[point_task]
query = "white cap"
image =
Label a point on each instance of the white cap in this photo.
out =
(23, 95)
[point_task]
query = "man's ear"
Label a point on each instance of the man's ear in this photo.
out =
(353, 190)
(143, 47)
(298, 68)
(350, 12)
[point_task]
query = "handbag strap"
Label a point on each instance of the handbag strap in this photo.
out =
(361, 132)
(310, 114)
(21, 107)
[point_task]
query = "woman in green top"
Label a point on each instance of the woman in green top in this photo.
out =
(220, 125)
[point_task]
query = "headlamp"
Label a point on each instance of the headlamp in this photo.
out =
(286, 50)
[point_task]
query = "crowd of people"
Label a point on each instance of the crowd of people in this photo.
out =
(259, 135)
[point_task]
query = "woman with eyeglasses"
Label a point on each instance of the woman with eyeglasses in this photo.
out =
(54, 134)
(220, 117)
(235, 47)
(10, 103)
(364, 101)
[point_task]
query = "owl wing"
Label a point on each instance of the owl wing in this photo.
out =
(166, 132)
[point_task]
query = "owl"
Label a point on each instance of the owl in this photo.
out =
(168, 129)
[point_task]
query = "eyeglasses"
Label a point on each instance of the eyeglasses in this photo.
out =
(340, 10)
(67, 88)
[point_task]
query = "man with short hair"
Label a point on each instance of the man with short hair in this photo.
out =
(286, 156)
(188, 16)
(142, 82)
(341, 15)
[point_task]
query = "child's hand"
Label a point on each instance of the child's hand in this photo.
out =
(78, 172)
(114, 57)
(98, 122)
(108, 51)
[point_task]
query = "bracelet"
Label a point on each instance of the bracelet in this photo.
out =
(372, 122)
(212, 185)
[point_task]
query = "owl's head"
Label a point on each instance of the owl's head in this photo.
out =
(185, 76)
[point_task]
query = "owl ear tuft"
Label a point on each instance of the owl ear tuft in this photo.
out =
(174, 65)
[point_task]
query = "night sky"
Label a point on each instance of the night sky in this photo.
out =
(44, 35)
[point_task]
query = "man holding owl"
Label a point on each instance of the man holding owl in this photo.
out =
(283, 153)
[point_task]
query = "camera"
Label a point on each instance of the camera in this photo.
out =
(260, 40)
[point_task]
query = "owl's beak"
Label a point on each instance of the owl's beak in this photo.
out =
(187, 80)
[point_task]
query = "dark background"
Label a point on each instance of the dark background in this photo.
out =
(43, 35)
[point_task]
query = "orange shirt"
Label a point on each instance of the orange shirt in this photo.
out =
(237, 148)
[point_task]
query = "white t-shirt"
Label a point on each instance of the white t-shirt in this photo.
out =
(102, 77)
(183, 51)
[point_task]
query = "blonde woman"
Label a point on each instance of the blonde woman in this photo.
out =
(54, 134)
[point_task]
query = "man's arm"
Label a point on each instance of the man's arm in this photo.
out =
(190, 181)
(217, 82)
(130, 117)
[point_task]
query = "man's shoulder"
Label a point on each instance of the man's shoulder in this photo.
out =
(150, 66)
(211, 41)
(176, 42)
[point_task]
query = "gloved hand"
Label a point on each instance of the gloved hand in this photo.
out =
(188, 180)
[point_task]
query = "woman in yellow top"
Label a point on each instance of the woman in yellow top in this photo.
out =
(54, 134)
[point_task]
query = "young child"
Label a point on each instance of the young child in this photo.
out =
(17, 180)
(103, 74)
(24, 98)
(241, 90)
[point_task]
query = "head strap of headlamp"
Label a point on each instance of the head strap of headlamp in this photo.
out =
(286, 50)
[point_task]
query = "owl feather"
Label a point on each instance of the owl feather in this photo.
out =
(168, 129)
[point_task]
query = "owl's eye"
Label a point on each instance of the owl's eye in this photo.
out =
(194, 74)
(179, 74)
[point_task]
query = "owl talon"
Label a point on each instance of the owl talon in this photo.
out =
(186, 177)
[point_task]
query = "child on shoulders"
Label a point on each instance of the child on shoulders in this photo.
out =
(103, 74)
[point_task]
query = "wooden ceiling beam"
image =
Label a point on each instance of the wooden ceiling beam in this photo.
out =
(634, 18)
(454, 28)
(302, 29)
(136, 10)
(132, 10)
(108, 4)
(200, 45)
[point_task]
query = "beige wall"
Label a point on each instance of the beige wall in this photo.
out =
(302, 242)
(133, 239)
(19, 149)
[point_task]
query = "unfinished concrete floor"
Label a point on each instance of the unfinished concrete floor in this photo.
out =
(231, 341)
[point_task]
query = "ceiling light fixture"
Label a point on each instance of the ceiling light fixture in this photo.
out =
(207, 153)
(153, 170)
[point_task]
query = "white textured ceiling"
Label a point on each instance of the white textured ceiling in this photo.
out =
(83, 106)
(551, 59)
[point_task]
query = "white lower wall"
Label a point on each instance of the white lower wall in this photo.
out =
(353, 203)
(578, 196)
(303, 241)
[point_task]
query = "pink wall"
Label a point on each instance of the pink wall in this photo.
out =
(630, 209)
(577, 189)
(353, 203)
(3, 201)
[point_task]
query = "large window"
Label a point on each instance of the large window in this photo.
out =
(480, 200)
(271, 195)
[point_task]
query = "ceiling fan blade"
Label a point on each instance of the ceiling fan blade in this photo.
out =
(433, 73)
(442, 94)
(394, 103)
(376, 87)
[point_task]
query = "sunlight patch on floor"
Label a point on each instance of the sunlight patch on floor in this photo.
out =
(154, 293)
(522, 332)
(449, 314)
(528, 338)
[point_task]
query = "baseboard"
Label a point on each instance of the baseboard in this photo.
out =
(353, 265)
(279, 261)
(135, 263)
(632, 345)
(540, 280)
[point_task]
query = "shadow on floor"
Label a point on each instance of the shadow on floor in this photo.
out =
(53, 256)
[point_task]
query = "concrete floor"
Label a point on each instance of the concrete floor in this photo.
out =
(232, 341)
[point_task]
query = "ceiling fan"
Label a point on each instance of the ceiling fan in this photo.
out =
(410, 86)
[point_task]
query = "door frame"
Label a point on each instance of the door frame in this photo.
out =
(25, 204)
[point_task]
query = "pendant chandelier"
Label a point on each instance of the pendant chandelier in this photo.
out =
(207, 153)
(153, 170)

----

Directions → Each record above should be restated word for word.

Response below →
[point_task]
query = "white cap"
image =
Label a point on each instance of the white cap in this photo.
out =
(23, 95)
[point_task]
query = "man's ear"
Label a point on each instance of the man's ear in this photo.
out =
(353, 190)
(143, 47)
(298, 68)
(350, 12)
[point_task]
query = "handbag strap"
Label a point on each instance of the handbag strap in this photo.
out =
(361, 132)
(310, 114)
(21, 107)
[point_task]
query = "woman in green top"
Label a point on each instance of the woman in green top in this photo.
out =
(220, 125)
[point_task]
query = "headlamp"
Label a point on each instance of the headlamp in this photo.
out =
(286, 50)
[point_task]
query = "crowd of people"
Label a point on each instance of the crowd of people in this photo.
out =
(259, 135)
[point_task]
query = "woman with eyeglasses"
Label a point on each instance of the woman with eyeglasses in this photo.
out =
(54, 134)
(220, 117)
(235, 47)
(10, 103)
(364, 101)
[point_task]
query = "owl wing"
Label a point on each instance of the owl wing in this photo.
out =
(166, 132)
[point_task]
query = "owl"
Label a point on each instance of the owl in this photo.
out =
(168, 129)
[point_task]
query = "eyeglasses"
Label a point on each instance of the eyeglasses in this photo.
out =
(340, 10)
(67, 88)
[point_task]
query = "man with short hair"
Label a point on each instance of the man with short hair in this photo.
out =
(286, 156)
(188, 16)
(142, 82)
(341, 15)
[point_task]
query = "child's hand"
Label a point on each instance of the child's hand in this photo.
out =
(78, 172)
(114, 57)
(98, 122)
(108, 51)
[point_task]
query = "bracelet"
Label a point on each instance of the bracelet in this photo.
out =
(372, 122)
(212, 185)
[point_task]
query = "owl's head"
Label a point on each instance of the owl's head in this photo.
out =
(185, 76)
[point_task]
query = "owl ear tuft"
Label a point on each instance of the owl ear tuft in this photo.
out =
(174, 65)
[point_task]
query = "night sky"
Label a point on each instance of the night sky in this photo.
out =
(44, 35)
[point_task]
query = "man holding owl"
Label a point on each instance of the man holding owl in this photo.
out =
(283, 153)
[point_task]
query = "camera"
Label a point on each instance of the camera in this photo.
out =
(260, 40)
[point_task]
query = "owl's beak"
Label a point on each instance of the owl's beak in this photo.
out =
(187, 80)
[point_task]
query = "dark background"
Label a point on each instance of the dark background in this photo.
out =
(43, 35)
[point_task]
query = "orange shirt"
Label a point on each instance of the orange shirt in this photo.
out =
(237, 148)
[point_task]
query = "white t-shirt"
Label a point on each instance of the white t-shirt in this photo.
out =
(102, 77)
(183, 51)
[point_task]
query = "blonde woman"
Label a point on each instance of the blonde woman in this photo.
out =
(54, 134)
[point_task]
query = "man's arm"
Label a point on each instance of the man's arm in this photo.
out =
(190, 181)
(217, 82)
(130, 117)
[point_task]
query = "man's shoulder"
Label a point on each instance of the man's shoulder in this photo.
out =
(150, 66)
(211, 41)
(176, 42)
[point_task]
query = "gloved hand"
Label a point on each instance of the gloved hand in this photo.
out =
(188, 180)
[point_task]
query = "woman in yellow top"
Label a point on each instance of the woman in yellow top in this photo.
out =
(54, 134)
[point_task]
query = "young child"
Label a point on each instance of the young child in this photo.
out =
(17, 180)
(103, 74)
(24, 98)
(241, 90)
[point_task]
query = "head strap of headlamp"
Label a point on each instance of the head strap of headlamp in this photo.
out =
(286, 50)
[point_task]
query = "owl feather"
Label a point on each instance of the owl feather in this photo.
out =
(168, 129)
[point_task]
query = "owl's eye"
Label a point on each instance of the owl's eye in this photo.
out =
(194, 74)
(179, 74)
[point_task]
query = "owl talon"
Label a point on each instance of the owl talon in this photo.
out =
(186, 177)
[point_task]
query = "child on shoulders"
Label a point on each instance of the child on shoulders in this photo.
out =
(103, 74)
[point_task]
query = "wooden ceiling beam"
image =
Label a point on each instance of the wooden ceiling beam in this photo.
out =
(634, 18)
(454, 28)
(302, 29)
(136, 10)
(132, 10)
(108, 4)
(200, 45)
[point_task]
query = "beige wall"
Label a point on each instance of the beige wall in this photo.
out =
(302, 242)
(133, 239)
(19, 149)
[point_task]
query = "unfinished concrete floor"
Label a point on each instance of the unfinished concrete floor in this photo.
out =
(231, 341)
[point_task]
query = "ceiling light fixture"
Label a point on each instance of the ceiling light fixture in this photo.
out =
(207, 153)
(153, 170)
[point_task]
query = "white textured ceiling"
Label a point on each instance of the white textured ceiling in this photo.
out =
(83, 106)
(551, 59)
[point_task]
query = "white lower wall"
Label a point on each instance of the white lower wall in this photo.
out =
(353, 203)
(578, 196)
(303, 241)
[point_task]
query = "pink wall"
Label a point on each instance of the pink wall in this photo.
out =
(630, 209)
(577, 189)
(353, 203)
(3, 201)
[point_task]
query = "large window"
Label a point on each instance of the large window in this photo.
out =
(480, 200)
(271, 195)
[point_task]
query = "ceiling fan blade"
Label a point on each instance of the ceiling fan blade in this photo.
out =
(433, 73)
(442, 94)
(394, 103)
(376, 87)
[point_task]
query = "sunlight patch on floor"
Label a point on each instance of the sunlight patch on floor in this photo.
out =
(154, 293)
(522, 332)
(449, 314)
(528, 338)
[point_task]
query = "baseboard"
Label a point on each instance of the baseboard in this photo.
out =
(353, 265)
(279, 261)
(135, 263)
(632, 345)
(540, 280)
[point_task]
query = "shadow on floor"
Label a point on each instance of the shadow on floor in this photo.
out =
(53, 256)
[point_task]
query = "concrete floor"
Label a point on each instance of the concrete floor in this photo.
out =
(232, 341)
[point_task]
query = "ceiling fan"
Label a point on each instance of the ceiling fan in this photo.
out =
(410, 86)
[point_task]
query = "door frame"
Label a point on each instance of the door frame in this photo.
out =
(25, 204)
[point_task]
query = "pendant chandelier"
Label a point on each instance of the pendant chandelier in this photo.
out =
(207, 153)
(153, 170)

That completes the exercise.